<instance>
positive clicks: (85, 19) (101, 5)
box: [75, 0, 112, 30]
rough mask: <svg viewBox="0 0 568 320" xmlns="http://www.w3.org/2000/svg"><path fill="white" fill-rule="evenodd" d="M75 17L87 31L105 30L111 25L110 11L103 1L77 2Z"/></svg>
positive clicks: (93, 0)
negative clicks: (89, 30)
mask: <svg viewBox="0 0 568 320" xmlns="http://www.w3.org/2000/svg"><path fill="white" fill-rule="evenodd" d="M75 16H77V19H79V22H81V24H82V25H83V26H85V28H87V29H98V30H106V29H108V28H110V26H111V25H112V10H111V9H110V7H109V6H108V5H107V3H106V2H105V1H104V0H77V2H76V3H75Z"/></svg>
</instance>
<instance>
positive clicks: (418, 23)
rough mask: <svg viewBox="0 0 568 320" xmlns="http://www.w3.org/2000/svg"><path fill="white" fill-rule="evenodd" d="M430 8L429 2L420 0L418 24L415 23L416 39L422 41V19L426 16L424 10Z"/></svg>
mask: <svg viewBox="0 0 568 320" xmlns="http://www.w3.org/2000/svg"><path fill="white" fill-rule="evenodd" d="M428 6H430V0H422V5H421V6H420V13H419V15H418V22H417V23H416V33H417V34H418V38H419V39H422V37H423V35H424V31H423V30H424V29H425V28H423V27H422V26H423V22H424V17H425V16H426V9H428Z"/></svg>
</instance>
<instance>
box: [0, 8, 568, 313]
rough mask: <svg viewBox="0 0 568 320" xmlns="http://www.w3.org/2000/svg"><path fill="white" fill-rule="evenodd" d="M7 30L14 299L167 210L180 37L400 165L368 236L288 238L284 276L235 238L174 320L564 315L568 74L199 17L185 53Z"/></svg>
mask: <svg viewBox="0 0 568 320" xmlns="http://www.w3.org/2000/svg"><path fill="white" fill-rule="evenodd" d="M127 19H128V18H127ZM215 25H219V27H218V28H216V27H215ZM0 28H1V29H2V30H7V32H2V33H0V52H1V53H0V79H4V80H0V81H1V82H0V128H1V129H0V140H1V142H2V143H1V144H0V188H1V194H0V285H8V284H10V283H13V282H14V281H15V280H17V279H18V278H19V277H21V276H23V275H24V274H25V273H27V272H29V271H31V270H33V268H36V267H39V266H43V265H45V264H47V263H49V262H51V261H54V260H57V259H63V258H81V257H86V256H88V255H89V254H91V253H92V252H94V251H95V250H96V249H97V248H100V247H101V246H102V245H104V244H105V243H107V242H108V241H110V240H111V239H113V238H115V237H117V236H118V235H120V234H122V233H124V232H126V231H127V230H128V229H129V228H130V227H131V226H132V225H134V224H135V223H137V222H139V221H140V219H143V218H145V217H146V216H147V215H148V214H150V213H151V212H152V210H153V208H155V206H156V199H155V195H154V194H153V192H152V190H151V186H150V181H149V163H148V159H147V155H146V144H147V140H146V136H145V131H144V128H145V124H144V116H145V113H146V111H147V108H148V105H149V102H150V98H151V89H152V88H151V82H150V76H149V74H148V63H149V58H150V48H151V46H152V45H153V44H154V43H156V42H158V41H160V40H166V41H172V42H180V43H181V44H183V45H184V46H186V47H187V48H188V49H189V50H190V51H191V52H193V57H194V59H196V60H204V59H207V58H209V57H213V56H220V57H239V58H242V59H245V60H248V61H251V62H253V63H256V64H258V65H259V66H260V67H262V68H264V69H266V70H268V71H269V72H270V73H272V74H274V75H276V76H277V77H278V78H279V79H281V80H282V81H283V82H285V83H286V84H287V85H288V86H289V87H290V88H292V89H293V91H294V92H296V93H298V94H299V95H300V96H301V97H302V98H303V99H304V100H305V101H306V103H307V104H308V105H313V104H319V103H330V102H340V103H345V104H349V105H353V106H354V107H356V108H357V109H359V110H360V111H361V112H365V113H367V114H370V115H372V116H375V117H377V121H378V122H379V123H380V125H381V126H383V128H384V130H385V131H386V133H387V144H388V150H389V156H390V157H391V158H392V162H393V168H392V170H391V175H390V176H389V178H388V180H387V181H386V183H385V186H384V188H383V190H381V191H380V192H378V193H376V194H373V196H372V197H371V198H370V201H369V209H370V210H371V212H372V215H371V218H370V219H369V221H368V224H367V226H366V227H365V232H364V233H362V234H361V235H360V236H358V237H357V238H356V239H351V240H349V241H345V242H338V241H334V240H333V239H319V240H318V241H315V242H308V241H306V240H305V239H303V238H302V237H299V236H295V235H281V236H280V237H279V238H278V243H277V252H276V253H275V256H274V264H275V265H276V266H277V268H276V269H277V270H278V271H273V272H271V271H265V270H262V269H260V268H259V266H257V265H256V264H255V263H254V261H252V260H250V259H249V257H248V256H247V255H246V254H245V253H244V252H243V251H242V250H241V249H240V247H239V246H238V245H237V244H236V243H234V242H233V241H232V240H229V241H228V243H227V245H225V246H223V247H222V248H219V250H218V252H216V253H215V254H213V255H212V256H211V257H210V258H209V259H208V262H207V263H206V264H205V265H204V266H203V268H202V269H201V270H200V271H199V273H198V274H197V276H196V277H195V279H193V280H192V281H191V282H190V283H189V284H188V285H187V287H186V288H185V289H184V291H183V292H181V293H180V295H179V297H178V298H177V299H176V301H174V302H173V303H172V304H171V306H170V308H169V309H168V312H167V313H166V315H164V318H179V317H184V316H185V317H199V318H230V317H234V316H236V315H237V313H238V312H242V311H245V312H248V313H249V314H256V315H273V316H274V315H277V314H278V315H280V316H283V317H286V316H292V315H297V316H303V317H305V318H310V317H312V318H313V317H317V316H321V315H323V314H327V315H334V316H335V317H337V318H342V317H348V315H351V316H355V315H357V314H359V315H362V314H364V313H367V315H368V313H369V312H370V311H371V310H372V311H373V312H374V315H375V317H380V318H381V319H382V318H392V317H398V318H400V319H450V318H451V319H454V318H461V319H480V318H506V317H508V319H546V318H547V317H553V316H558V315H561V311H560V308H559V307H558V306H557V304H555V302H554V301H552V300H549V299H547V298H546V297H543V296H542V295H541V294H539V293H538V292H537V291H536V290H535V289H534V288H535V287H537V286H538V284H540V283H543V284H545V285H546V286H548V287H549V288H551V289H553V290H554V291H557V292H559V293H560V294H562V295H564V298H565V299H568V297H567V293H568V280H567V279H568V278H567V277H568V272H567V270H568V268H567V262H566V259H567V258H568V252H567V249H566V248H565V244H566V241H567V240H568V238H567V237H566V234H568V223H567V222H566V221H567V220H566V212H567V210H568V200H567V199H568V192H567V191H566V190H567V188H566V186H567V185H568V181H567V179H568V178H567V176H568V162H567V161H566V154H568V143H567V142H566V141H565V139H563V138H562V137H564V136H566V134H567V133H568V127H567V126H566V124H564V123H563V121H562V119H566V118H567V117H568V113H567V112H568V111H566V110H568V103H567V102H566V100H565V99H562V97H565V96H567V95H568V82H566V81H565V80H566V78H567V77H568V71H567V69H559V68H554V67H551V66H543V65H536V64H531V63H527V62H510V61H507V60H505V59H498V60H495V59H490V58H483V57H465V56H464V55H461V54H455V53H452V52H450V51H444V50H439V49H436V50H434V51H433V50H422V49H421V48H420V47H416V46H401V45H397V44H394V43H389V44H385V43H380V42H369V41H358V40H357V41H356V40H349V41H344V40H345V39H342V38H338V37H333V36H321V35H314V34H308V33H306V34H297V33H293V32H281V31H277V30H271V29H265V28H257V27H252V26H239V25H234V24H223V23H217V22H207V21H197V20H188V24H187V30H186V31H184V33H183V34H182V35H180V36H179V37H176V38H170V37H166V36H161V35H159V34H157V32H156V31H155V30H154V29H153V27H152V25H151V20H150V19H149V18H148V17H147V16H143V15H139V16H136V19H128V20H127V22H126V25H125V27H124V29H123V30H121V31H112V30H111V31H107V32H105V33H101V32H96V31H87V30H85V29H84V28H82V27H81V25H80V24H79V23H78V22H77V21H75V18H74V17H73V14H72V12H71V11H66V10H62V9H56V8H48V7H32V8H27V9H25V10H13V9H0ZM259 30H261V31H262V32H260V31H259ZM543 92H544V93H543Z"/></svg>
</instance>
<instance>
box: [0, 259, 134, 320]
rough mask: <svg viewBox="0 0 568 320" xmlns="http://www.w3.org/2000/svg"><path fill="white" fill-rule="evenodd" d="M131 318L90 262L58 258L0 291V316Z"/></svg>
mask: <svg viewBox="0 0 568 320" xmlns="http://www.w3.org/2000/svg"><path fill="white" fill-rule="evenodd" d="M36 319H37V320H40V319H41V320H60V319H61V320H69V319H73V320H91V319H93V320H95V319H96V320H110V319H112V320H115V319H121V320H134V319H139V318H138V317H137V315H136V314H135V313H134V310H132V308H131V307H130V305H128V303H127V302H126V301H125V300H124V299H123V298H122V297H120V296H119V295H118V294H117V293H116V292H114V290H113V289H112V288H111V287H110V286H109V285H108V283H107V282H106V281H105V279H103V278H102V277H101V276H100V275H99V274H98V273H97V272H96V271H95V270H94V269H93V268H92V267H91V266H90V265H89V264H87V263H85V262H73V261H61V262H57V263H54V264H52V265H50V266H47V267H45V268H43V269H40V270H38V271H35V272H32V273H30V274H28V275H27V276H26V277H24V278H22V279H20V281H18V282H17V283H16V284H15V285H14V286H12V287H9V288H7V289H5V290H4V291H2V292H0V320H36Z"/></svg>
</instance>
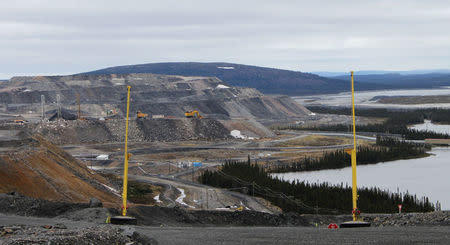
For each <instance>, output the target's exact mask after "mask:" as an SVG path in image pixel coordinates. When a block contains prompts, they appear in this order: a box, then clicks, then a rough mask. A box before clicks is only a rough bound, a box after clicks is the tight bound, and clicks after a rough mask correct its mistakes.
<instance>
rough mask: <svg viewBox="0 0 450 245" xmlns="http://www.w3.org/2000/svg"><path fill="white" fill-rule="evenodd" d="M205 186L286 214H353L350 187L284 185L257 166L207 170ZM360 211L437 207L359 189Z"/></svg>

#####

> **Work instruction**: Review the preceding data and report every line that includes the string "positive".

> **Output below**:
positive clicks: (85, 19) (101, 5)
positive clicks: (93, 0)
positive clicks: (418, 23)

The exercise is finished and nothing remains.